● **原文**:
━━━━━━━━━━
显然让我们进入sock_alloc函数来看看。这个函数很简单，如下所示。值得关注的点主要在new_inode_pseudo和SOCKET_I上。其中new_inode_pseudo创建了一个inode，然后SOCKET_I将这个inode和一个socket指针联系在了一起。

struct socket *sock_alloc(void)
{
	struct inode *inode;
	struct socket *sock;

	inode = new_inode_pseudo(sock_mnt->mnt_sb);
	if (!inode)
		return NULL;

	sock = SOCKET_I(inode);

	inode->i_ino = get_next_ino();
	inode->i_mode = S_IFSOCK | S_IRWXUGO;
	inode->i_uid = current_fsuid();
	inode->i_gid = current_fsgid();
	inode->i_op = &sockfs_inode_ops;

	return sock;
}

对于new_inode_pseudo，通过观察函数的名字，参数名字以及按F12跳转，我们可以知道：

这是文件系统相关的操作，sock_mnt大概率是代表一个文件系统上的挂载点
这个函数大概率是在sock_mnt这个挂载点上创建一个pseudo inode，即伪inode。也就是并不真实存在于硬盘上，但是存在于文件系统中的inode。这也表现出了UNIX一切皆文件的特点。
━━━━━━━━━━
(数据集条目)
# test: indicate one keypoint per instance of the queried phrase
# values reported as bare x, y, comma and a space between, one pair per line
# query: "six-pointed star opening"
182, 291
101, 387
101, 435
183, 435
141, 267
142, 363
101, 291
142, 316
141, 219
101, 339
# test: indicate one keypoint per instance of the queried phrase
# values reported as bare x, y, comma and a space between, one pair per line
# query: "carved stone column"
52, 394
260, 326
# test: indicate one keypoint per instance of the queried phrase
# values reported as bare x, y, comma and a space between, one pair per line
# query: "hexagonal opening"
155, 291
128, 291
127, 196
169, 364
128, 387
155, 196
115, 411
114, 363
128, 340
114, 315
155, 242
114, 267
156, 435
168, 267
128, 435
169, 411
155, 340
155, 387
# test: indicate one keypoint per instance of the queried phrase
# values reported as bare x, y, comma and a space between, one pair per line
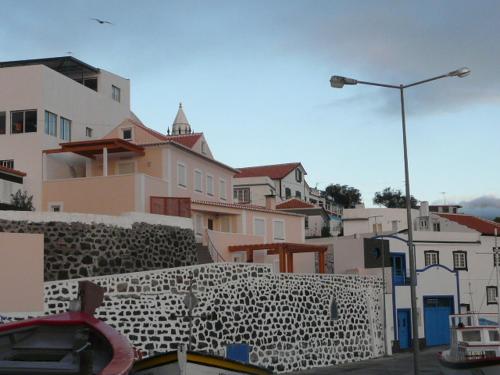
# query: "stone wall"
286, 318
75, 249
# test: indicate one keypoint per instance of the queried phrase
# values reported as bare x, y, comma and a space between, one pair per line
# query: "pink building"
136, 169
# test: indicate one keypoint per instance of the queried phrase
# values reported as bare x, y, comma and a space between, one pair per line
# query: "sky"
254, 77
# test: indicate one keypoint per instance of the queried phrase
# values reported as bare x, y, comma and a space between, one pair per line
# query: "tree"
344, 195
393, 198
21, 201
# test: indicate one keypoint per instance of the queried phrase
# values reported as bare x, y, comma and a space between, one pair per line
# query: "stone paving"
398, 364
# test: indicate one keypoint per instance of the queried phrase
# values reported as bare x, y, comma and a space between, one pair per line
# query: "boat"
70, 343
183, 362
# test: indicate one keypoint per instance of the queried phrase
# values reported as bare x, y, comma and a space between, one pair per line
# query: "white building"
50, 101
454, 271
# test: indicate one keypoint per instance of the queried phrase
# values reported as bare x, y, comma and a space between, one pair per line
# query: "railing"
216, 256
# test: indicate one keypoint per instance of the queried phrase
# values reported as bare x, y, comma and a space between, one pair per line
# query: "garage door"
437, 326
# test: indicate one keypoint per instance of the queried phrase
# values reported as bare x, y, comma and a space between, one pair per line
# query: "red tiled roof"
276, 171
294, 203
481, 225
12, 171
188, 140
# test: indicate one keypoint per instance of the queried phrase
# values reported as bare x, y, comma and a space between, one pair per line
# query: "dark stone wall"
74, 250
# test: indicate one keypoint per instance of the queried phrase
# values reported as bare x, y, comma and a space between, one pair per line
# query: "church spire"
181, 124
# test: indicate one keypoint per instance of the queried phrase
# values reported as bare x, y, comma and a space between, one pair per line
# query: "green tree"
21, 201
344, 195
393, 198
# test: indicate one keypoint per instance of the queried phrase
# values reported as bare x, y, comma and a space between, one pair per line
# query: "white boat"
193, 363
474, 347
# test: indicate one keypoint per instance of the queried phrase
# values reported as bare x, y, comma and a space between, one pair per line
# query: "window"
65, 129
278, 230
242, 195
197, 181
460, 260
3, 127
222, 189
127, 134
23, 121
210, 185
259, 227
50, 123
491, 295
181, 175
9, 163
115, 94
298, 175
431, 257
496, 255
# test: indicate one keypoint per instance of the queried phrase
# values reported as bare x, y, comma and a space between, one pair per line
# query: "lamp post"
339, 82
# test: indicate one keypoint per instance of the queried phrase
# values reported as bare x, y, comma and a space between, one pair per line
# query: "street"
398, 364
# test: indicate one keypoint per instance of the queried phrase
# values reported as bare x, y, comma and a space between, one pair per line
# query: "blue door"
404, 328
436, 321
398, 266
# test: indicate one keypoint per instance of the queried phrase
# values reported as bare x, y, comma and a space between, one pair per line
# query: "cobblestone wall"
75, 250
286, 318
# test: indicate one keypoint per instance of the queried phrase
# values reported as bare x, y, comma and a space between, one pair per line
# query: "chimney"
271, 202
424, 208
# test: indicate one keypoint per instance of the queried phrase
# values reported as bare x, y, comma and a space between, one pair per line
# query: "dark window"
491, 295
431, 257
65, 132
23, 122
460, 260
127, 134
50, 123
298, 175
3, 128
91, 83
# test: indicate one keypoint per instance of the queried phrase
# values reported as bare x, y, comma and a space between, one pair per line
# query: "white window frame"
52, 205
222, 192
254, 227
210, 186
274, 230
131, 134
199, 173
179, 184
431, 257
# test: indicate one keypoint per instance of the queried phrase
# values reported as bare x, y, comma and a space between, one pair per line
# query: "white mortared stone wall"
286, 318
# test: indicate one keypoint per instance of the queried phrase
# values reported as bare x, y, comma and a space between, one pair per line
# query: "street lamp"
339, 82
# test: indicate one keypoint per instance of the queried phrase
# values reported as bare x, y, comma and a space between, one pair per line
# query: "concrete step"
203, 254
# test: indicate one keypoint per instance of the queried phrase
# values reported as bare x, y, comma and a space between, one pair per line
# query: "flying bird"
101, 21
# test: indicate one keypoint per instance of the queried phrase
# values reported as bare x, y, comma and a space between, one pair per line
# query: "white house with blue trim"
453, 268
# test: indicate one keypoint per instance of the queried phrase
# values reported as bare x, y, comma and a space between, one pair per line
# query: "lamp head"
338, 81
460, 73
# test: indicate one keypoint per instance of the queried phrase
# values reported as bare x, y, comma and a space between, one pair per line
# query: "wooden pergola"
285, 250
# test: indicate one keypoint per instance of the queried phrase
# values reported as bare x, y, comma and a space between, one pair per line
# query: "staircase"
202, 254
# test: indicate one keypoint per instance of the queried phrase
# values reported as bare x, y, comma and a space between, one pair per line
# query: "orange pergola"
285, 250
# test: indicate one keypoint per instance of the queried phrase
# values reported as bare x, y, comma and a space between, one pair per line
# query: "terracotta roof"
294, 203
12, 171
481, 225
276, 171
242, 206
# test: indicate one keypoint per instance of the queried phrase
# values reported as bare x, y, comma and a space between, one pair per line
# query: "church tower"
180, 125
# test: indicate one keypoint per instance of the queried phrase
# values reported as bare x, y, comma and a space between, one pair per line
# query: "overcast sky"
254, 77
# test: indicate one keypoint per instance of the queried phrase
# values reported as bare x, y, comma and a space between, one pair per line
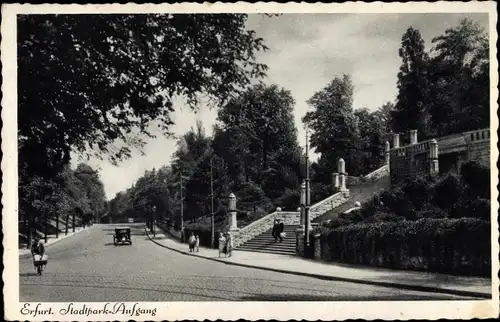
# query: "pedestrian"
222, 243
191, 242
38, 252
229, 245
275, 230
281, 230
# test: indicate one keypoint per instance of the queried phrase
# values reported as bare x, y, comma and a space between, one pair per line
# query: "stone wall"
169, 229
478, 146
328, 204
413, 160
264, 224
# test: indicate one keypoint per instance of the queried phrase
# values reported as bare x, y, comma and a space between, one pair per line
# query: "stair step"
267, 251
268, 246
268, 242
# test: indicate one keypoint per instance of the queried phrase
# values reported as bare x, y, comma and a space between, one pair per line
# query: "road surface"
87, 267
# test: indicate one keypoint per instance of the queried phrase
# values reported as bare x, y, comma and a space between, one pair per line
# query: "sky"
306, 52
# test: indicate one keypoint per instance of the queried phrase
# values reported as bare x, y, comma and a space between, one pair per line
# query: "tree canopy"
89, 81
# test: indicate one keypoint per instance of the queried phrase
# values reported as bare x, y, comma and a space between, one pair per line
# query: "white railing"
324, 201
265, 223
378, 173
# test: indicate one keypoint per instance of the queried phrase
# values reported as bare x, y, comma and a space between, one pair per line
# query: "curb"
336, 278
56, 241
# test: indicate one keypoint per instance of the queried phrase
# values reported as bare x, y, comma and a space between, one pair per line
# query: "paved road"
87, 267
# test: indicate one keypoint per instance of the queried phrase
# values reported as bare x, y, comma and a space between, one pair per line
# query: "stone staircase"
361, 193
264, 243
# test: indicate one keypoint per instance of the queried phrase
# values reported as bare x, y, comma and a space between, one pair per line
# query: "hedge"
453, 246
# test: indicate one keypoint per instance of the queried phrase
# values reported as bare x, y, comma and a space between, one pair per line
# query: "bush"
418, 190
448, 191
478, 208
477, 178
455, 246
397, 201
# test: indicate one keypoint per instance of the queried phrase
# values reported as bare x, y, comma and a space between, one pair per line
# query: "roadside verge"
52, 240
409, 284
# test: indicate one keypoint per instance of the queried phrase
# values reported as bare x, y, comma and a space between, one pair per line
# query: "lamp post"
182, 212
307, 205
212, 219
153, 209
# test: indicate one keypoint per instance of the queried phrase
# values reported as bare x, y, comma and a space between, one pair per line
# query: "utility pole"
182, 213
307, 242
212, 222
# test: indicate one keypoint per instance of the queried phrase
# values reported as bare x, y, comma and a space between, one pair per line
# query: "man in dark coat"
276, 230
281, 229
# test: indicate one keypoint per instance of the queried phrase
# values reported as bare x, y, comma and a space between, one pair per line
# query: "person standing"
38, 251
229, 245
197, 243
275, 230
281, 230
222, 243
191, 242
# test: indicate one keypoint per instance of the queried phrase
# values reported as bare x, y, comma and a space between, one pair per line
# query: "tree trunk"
30, 231
57, 225
45, 228
67, 222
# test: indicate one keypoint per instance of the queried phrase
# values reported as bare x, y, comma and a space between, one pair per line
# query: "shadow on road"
305, 298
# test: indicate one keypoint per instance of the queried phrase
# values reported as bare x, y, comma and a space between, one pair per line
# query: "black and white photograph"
250, 161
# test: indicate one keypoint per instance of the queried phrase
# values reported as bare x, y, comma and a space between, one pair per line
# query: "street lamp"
308, 201
154, 220
212, 219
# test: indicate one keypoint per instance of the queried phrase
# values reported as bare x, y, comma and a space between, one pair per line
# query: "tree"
90, 182
260, 138
89, 81
460, 79
410, 111
370, 139
333, 124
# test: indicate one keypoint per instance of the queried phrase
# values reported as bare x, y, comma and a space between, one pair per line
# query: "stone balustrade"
328, 204
264, 224
379, 173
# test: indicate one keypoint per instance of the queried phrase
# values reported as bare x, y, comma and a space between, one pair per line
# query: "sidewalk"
418, 281
52, 240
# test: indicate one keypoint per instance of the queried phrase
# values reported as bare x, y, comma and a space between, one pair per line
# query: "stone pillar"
413, 137
317, 247
342, 175
434, 157
396, 141
300, 235
233, 225
387, 153
302, 204
336, 183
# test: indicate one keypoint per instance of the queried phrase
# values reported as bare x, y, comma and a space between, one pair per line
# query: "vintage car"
122, 236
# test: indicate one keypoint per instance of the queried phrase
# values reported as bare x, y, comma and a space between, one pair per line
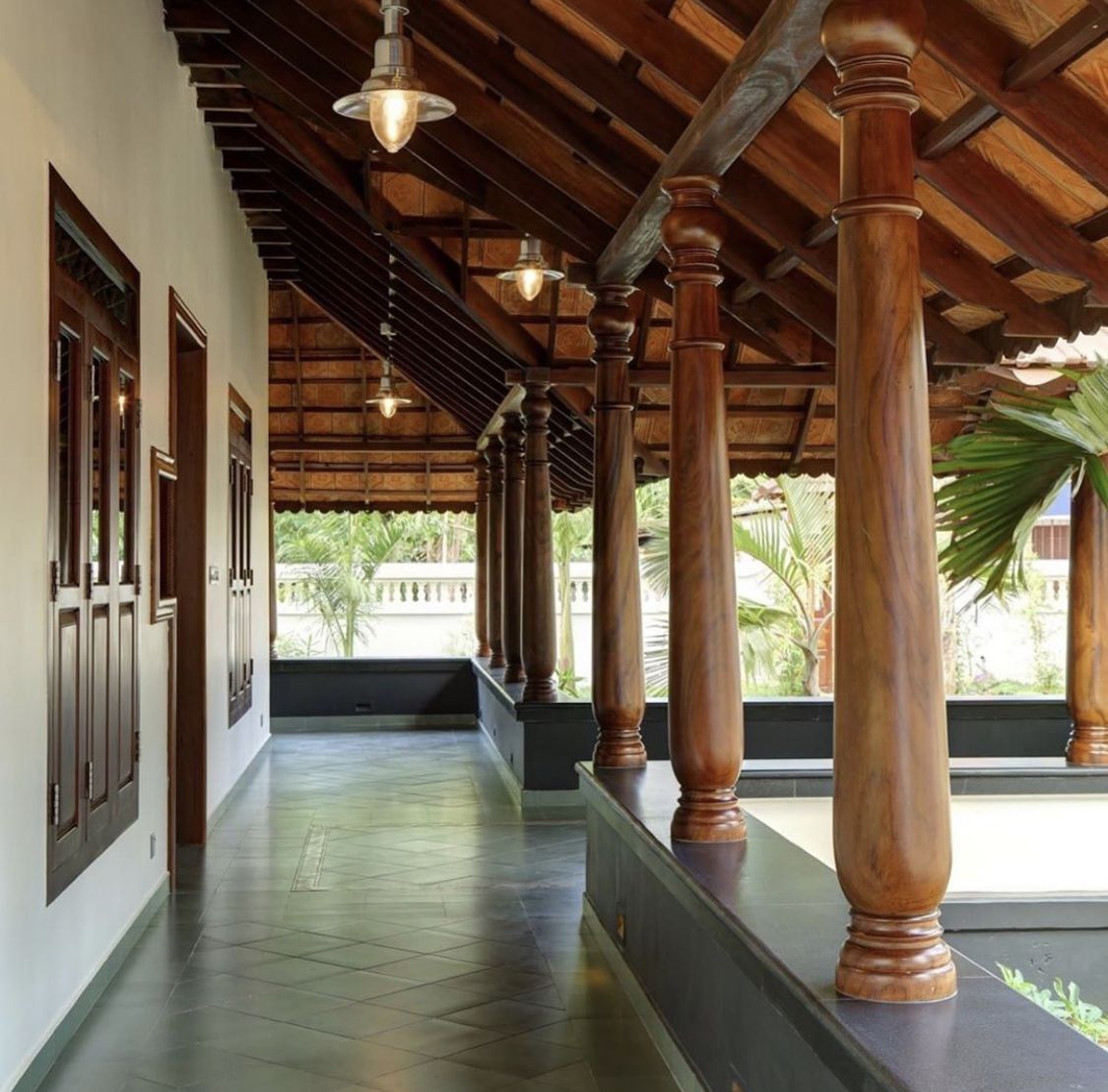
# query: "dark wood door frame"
188, 629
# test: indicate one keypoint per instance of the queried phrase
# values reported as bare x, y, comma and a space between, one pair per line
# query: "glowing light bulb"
393, 114
530, 283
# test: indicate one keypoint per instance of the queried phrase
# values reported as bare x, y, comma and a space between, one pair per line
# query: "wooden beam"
772, 63
315, 157
511, 405
965, 177
974, 114
1074, 37
209, 55
1055, 112
399, 445
1078, 34
744, 376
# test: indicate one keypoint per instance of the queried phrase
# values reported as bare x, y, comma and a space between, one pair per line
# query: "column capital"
537, 407
494, 455
610, 319
872, 43
512, 434
870, 30
693, 229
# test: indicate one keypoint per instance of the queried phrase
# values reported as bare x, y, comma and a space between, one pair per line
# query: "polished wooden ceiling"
566, 108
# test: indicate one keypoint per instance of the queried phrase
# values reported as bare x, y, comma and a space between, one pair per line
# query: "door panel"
99, 715
126, 724
67, 761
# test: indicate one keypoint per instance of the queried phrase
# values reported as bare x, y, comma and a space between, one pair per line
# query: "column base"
902, 960
619, 748
540, 690
1088, 746
708, 815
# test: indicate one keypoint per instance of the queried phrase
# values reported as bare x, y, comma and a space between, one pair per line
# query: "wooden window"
96, 412
239, 573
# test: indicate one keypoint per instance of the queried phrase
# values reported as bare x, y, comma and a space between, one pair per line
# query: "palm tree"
789, 529
572, 533
340, 552
1008, 472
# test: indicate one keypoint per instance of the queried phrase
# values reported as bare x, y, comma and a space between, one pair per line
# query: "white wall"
95, 88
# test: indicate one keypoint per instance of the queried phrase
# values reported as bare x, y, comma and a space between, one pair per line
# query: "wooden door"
96, 412
239, 573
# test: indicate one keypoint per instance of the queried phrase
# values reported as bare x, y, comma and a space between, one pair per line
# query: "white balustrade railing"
432, 588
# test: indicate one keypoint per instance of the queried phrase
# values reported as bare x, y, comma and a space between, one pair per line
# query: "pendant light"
531, 272
386, 400
393, 99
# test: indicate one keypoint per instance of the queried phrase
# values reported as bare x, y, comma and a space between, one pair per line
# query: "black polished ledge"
788, 739
327, 692
735, 946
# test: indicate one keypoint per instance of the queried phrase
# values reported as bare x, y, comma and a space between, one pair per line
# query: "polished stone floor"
370, 913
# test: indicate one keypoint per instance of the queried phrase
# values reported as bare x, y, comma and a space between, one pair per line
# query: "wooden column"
481, 558
540, 635
892, 833
273, 584
705, 685
494, 453
512, 601
619, 683
1087, 660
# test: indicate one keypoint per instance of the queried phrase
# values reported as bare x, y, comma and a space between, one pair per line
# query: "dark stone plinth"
302, 690
543, 741
736, 947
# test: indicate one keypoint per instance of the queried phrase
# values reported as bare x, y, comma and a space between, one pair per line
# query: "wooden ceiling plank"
374, 253
1064, 45
183, 18
206, 55
399, 445
751, 376
481, 308
475, 385
980, 52
472, 385
973, 184
345, 33
971, 116
1074, 37
548, 41
773, 61
489, 63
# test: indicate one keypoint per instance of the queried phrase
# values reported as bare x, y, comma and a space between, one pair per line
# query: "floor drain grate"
310, 867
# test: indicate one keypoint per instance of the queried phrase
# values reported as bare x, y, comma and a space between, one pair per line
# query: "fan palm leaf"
1008, 472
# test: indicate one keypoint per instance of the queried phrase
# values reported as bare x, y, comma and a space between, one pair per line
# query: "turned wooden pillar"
892, 824
1087, 659
273, 584
481, 558
512, 600
705, 685
494, 453
619, 683
540, 633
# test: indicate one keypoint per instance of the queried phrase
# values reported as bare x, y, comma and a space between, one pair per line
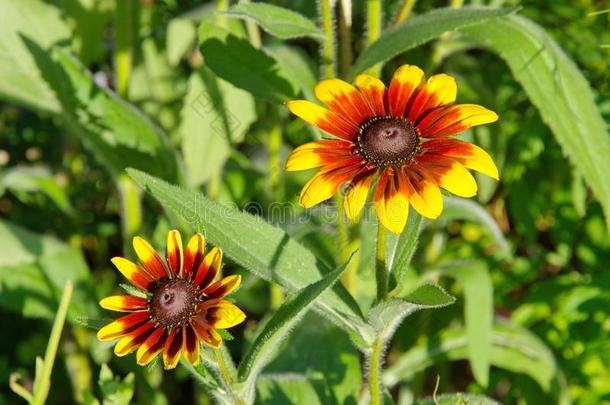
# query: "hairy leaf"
559, 91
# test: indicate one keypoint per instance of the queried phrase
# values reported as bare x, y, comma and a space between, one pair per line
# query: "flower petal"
404, 82
224, 315
450, 175
124, 303
391, 202
318, 153
134, 339
424, 195
150, 258
193, 256
190, 345
223, 287
205, 333
454, 119
122, 326
356, 194
325, 183
471, 156
439, 90
151, 346
344, 99
322, 118
172, 348
174, 252
373, 90
134, 273
209, 268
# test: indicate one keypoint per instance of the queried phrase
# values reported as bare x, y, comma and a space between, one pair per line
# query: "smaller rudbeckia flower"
183, 305
397, 140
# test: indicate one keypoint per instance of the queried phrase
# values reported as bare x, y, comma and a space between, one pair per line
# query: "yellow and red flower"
400, 135
182, 306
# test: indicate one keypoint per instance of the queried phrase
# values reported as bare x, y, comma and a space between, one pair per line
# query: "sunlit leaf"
421, 29
278, 21
558, 89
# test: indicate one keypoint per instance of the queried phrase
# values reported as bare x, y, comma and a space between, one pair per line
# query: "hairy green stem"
375, 360
345, 37
404, 11
374, 22
328, 45
42, 382
381, 272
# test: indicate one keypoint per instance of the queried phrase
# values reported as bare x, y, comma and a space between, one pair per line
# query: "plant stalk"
374, 23
42, 383
381, 272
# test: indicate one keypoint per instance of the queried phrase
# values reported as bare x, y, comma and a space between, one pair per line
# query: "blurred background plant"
530, 257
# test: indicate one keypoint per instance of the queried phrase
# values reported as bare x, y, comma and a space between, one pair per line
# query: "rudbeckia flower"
400, 136
183, 306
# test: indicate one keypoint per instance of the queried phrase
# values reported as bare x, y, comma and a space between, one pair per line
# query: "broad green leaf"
26, 179
459, 398
278, 327
474, 279
294, 60
513, 349
469, 210
34, 270
215, 116
278, 21
181, 37
400, 248
318, 348
387, 315
116, 390
238, 62
421, 29
117, 133
21, 78
264, 249
559, 91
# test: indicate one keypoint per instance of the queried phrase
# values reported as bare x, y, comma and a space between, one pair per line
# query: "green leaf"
279, 326
513, 349
387, 315
21, 78
558, 89
238, 62
317, 349
278, 21
116, 391
458, 398
34, 270
421, 29
215, 116
469, 210
474, 278
118, 134
401, 247
262, 248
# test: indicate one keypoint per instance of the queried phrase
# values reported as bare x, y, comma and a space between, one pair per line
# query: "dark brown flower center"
388, 140
173, 302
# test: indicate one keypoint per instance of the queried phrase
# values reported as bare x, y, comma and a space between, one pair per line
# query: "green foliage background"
527, 261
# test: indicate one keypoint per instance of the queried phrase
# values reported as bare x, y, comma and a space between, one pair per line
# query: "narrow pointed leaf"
278, 21
561, 93
421, 29
278, 327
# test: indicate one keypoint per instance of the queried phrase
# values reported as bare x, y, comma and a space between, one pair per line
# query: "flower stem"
328, 46
381, 272
374, 22
404, 11
375, 371
42, 382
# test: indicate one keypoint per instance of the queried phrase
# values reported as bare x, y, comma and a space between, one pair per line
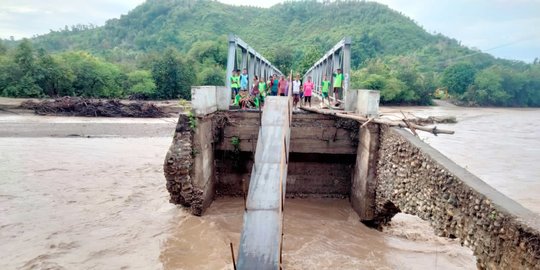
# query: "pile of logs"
76, 106
404, 123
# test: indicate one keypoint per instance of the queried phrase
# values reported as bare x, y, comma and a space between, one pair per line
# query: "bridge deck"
260, 242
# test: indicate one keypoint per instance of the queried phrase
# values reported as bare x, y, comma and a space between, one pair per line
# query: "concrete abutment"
382, 171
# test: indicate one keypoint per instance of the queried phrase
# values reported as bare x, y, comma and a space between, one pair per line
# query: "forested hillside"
162, 47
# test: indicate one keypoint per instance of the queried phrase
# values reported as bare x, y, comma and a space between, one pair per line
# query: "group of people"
━━━━━━━━━━
● **要做的事**:
a: 把讲sock_alloc函数的那段原文，从“显然让我们进入sock_al”一直到“struct socket *sock_alloc(void)”，一字不改地打印出来。
b: 根据讲sock_alloc函数的原文，SOCKET_I起什么作用？
c: 接着讲sock_alloc函数的原文最后一句，往下续写。

● **按序输出**:
a:
显然让我们进入sock_alloc函数来看看。这个函数很简单，如下所示。值得关注的点主要在new_inode_pseudo和SOCKET_I上。其中new_inode_pseudo创建了一个inode，然后SOCKET_I将这个inode和一个socket指针联系在了一起。

struct socket *sock_alloc(void)

b: SOCKET_I把new_inode_pseudo创建的inode和一个socket指针联系在了一起。

c:
口说无凭，虽然这里我们不关心文件系统的部分，但是我们可以查看sock_mnt的定义。很明显它是一个全局变量，因为它没有在这个函数内定义。通过跳转和全局搜索，我么可以查看到sock_mnt的使用情况。可以看见它就是一个vfsmount，即virtual filesystem mount，虚拟文件系统挂载点。并且在sock_init函数中很明确调用了文件系统和挂载相关的函数，并且赋值给它。到此，我们不打算进一步深究，否则就有点脱离今天的主题，网络协议栈了。

// sock_mnt的定义
static struct vfsmount *sock_mnt __read_mostly;

static int __init sock_init(void) {
  // .... 其他函数调用
	err = register_filesystem(&sock_fs_type);
	if (err)
		goto out_fs;
	sock_mnt = kern_mount(&sock_fs_type);
	if (IS_ERR(sock_mnt)) {
		err = PTR_ERR(sock_mnt);
		goto out_mount;
	}
  // .... 其他函数调用
}

下一个我们感兴趣的东西是SOCKET_I，它的定义同样可以通过跳转来找到。

struct socket_alloc {
	struct socket socket;
	struct inode vfs_inode;
};

static inline struct socket *SOCKET_I(struct inode *inode)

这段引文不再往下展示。